## Passage provided
§

Nick logo Credibly Curious

Nick Tierney's (mostly) rstats blog

2024-05-27

{geotargets} 0.1.0

Nicholas Tierney

Categories: geospatial rstats targets packages Tags: geospatial rstats targets packages

4 minute read

I’m very happy to announce {geotargets} version 0.1.0! The {geotargets} package extends {targets} to work with geospatial data formats. Version 0.1.0 supports terra::vect(), terra::rast() and terra::sprc() formats. This R package is only possible due to the great work by Eric Scott and Andrew Brown. While this blog post is on my website, I want to emphasise that this project is very much a team effort.

You can download {geotargets} from the R universe like so:

install.packages("geotargets", repos = c("https://njtierney.r-universe.dev", "https://cran.r-project.org"))

What is targets? Why do I need geotargets?

The targets package is an R package for managing analytic pipelines. It means that you can write out an analysis in a specific manner, and then as you update code, it will only rerun the necessary parts. Essentially it helps you avoid running large pieces of analysis when you don’t need to. To learn more about targets, I’d highly recommend reading the {targets} manual.

Let’s show an example. Let’s say we want to get an example raster file from {terra}, we can do the following:

terra_rast_example <- system.file(
  "ex/elev.tif", 
  package = "terra"
  ) |>
  terra::rast()

terra_rast_example
#> class       : SpatRaster 
#> dimensions  : 90, 95, 1  (nrow, ncol, nlyr)
#> resolution  : 0.008333333, 0.008333333  (x, y)
#> extent      : 5.741667, 6.533333, 49.44167, 50.19167  (xmin, xmax, ymin, ymax)
#> coord. ref. : lon/lat WGS 84 (EPSG:4326)

§

## Set exercise A
Please echo the blog post about the {geotargets} 0.1.0 release in full, word for word.
The blog post and the records are unrelated to each other.

## Records for the task
§

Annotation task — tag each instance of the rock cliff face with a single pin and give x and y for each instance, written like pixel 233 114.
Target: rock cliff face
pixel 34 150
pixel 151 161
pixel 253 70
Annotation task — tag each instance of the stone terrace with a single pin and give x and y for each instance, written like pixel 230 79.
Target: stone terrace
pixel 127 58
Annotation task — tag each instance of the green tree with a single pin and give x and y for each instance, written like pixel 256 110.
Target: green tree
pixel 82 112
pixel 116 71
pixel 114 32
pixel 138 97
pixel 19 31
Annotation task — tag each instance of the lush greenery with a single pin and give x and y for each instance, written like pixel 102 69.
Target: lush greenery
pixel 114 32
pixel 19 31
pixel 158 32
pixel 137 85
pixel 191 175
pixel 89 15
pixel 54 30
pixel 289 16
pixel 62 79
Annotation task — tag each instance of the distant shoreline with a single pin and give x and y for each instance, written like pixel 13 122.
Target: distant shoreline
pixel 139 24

§

## Set exercise B
Arrange all lines of the records above as a JSON list of strings, one string per line, omitting blank lines.

## Task solution A
Nick logo Credibly Curious

Nick Tierney's (mostly) rstats blog

2024-05-27

{geotargets} 0.1.0

Nicholas Tierney

Categories: geospatial rstats targets packages Tags: geospatial rstats targets packages

4 minute read

I’m very happy to announce {geotargets} version 0.1.0! The {geotargets} package extends {targets} to work with geospatial data formats. Version 0.1.0 supports terra::vect(), terra::rast() and terra::sprc() formats. This R package is only possible due to the great work by Eric Scott and Andrew Brown. While this blog post is on my website, I want to emphasise that this project is very much a team effort.

You can download {geotargets} from the R universe like so:

install.packages("geotargets", repos = c("https://njtierney.r-universe.dev", "https://cran.r-project.org"))

What is targets? Why do I need geotargets?

The targets package is an R package for managing analytic pipelines. It means that you can write out an analysis in a specific manner, and then as you update code, it will only rerun the necessary parts. Essentially it helps you avoid running large pieces of analysis when you don’t need to. To learn more about targets, I’d highly recommend reading the {targets} manual.

Let’s show an example. Let’s say we want to get an example raster file from {terra}, we can do the following:

terra_rast_example <- system.file(
  "ex/elev.tif", 
  package = "terra"
  ) |>
  terra::rast()

terra_rast_example
#> class       : SpatRaster 
#> dimensions  : 90, 95, 1  (nrow, ncol, nlyr)
#> resolution  : 0.008333333, 0.008333333  (x, y)
#> extent      : 5.741667, 6.533333, 49.44167, 50.19167  (xmin, xmax, ymin, ymax)
#> coord. ref. : lon/lat WGS 84 (EPSG:4326)

## Task solution B
[
  "Annotation task — tag each instance of the rock cliff face with a single pin and give x and y for each instance, written like pixel 233 114.",
  "Target: rock cliff face",
  "pixel 34 150",
  "pixel 151 161",
  "pixel 253 70",
  "Annotation task — tag each instance of the stone terrace with a single pin and give x and y for each instance, written like pixel 230 79.",
  "Target: stone terrace",
  "pixel 127 58",
  "Annotation task — tag each instance of the green tree with a single pin and give x and y for each instance, written like pixel 256 110.",
  "Target: green tree",
  "pixel 82 112",
  "pixel 116 71",
  "pixel 114 32",
  "pixel 138 97",
  "pixel 19 31",
  "Annotation task — tag each instance of the lush greenery with a single pin and give x and y for each instance, written like pixel 102 69.",
  "Target: lush greenery",
  "pixel 114 32",
  "pixel 19 31",
  "pixel 158 32",
  "pixel 137 85",
  "pixel 191 175",
  "pixel 89 15",
  "pixel 54 30",
  "pixel 289 16",
  "pixel 62 79",
  "Annotation task — tag each instance of the distant shoreline with a single pin and give x and y for each instance, written like pixel 13 122.",
  "Target: distant shoreline",
  "pixel 139 24"
]